WORK REQUIRED ->
I need only the number of lines in this data that contain the string "woman".

───── SUPPLIED RECORDS ─────

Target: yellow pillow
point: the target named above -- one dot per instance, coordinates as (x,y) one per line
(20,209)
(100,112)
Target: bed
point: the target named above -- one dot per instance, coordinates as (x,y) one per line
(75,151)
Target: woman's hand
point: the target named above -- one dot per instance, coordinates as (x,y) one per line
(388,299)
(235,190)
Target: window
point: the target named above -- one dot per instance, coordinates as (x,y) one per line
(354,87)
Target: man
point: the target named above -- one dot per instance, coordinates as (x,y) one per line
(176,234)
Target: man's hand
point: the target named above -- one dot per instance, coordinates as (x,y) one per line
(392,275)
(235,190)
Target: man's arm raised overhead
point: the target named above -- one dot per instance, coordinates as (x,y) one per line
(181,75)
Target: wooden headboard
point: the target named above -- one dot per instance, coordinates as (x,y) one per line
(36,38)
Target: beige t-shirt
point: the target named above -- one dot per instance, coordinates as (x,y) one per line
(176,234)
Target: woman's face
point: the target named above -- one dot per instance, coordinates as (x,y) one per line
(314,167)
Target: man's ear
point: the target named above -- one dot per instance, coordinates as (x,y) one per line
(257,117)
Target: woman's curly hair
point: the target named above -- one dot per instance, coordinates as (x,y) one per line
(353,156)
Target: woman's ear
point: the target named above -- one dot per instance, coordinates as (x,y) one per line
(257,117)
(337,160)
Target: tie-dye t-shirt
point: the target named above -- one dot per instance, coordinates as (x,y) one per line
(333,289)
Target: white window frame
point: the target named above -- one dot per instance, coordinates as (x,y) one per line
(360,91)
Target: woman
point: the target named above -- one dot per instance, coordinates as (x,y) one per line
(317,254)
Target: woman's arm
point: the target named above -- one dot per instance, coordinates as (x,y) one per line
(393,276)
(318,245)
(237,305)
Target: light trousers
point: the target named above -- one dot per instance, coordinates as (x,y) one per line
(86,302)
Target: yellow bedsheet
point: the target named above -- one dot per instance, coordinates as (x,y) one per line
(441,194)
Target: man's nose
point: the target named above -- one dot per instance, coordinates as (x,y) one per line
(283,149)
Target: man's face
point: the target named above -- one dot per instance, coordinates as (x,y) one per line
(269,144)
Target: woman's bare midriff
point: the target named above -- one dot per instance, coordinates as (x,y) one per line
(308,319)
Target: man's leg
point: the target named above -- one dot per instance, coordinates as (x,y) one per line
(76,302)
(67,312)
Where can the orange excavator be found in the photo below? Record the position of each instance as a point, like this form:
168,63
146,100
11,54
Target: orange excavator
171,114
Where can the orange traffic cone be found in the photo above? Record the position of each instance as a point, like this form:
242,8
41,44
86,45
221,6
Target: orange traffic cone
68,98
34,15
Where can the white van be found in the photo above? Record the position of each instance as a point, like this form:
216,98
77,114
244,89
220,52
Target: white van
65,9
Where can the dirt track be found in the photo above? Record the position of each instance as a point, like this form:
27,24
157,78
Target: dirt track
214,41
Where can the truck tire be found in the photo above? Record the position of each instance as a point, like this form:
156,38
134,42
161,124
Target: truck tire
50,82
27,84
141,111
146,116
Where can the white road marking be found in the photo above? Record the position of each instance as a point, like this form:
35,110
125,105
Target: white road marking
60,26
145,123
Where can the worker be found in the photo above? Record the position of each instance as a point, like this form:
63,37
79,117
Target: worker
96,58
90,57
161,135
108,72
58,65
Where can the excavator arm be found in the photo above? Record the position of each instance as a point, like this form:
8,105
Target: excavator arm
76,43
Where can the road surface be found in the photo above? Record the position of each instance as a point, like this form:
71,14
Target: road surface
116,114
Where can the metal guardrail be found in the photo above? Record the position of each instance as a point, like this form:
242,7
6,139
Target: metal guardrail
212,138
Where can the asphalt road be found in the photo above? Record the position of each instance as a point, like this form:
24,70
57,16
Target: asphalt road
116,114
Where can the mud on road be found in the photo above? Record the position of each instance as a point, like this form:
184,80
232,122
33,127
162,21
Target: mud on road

─────
───── SUPPLIED RECORDS ─────

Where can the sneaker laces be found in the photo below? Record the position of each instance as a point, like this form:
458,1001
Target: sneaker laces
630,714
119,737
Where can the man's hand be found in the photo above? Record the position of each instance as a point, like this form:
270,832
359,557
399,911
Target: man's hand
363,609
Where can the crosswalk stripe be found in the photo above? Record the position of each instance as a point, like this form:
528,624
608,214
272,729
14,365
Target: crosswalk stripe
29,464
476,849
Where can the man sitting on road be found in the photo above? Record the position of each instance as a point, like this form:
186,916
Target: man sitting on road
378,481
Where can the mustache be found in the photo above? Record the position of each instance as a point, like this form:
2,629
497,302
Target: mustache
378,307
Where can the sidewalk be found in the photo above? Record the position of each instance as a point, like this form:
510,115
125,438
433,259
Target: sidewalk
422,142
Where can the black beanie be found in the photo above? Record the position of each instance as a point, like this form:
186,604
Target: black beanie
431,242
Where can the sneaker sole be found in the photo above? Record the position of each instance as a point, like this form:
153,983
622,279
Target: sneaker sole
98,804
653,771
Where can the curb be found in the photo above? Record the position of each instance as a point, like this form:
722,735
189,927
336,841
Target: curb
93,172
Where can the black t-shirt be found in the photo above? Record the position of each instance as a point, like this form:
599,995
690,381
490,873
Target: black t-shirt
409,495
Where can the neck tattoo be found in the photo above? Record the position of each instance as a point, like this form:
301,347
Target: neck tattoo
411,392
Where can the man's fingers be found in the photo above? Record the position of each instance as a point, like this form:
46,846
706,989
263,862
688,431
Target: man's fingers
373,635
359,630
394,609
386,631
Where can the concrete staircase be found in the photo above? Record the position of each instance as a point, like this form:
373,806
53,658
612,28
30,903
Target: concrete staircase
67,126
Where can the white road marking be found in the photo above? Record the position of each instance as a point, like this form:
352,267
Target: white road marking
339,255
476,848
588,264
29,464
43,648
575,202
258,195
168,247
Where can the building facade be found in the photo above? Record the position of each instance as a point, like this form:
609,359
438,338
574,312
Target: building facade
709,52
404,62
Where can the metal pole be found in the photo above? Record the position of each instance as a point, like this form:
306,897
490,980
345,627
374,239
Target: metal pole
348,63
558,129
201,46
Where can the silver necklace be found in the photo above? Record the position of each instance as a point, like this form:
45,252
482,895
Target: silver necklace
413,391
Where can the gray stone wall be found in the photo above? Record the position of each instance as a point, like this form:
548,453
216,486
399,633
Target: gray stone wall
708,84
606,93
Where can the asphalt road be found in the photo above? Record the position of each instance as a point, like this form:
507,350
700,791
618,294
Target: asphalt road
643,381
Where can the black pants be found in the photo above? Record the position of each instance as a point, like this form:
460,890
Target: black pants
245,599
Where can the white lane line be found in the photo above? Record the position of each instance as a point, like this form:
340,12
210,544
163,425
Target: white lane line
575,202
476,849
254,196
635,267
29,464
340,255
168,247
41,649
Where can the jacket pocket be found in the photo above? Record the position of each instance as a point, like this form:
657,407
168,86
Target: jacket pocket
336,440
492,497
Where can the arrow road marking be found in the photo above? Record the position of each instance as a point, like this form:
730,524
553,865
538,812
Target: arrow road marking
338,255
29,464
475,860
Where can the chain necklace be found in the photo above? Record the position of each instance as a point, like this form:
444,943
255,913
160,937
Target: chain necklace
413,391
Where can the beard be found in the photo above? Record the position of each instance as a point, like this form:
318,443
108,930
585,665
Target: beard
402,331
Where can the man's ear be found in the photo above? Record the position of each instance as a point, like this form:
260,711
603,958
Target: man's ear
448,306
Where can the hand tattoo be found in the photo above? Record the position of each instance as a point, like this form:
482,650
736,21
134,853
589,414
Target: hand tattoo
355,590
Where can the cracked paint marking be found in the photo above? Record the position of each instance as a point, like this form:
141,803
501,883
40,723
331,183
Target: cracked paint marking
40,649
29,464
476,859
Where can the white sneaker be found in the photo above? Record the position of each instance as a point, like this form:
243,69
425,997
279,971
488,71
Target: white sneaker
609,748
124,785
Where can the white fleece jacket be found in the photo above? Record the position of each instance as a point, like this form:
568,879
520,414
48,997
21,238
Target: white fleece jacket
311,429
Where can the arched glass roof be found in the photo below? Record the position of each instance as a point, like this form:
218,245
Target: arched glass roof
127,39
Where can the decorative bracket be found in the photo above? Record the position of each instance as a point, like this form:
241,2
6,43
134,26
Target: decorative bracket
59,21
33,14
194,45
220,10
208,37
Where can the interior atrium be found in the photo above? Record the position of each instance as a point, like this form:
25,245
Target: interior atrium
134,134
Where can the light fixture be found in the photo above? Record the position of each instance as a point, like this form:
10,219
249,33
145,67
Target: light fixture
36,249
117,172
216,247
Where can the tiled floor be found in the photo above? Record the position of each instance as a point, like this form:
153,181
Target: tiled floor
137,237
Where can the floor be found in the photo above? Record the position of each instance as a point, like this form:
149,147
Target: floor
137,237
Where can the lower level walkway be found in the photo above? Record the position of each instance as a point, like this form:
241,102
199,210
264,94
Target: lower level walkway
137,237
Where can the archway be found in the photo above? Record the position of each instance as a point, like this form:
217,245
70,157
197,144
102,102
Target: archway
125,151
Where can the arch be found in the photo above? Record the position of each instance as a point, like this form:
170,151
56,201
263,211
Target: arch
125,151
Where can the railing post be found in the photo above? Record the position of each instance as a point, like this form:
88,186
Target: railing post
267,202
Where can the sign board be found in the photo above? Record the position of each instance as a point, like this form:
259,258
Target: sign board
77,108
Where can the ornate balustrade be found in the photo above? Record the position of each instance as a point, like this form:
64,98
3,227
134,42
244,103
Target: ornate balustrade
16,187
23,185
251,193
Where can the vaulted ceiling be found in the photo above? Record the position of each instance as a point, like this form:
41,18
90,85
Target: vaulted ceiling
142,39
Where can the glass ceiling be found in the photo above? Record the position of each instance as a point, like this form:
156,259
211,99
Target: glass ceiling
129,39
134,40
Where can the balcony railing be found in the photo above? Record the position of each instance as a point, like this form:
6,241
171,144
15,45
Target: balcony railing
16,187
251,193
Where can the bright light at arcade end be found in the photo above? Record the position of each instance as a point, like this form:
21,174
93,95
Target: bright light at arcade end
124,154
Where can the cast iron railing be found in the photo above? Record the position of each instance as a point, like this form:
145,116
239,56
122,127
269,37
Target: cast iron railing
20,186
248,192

─────

OUTPUT OF THE EXERCISE ->
7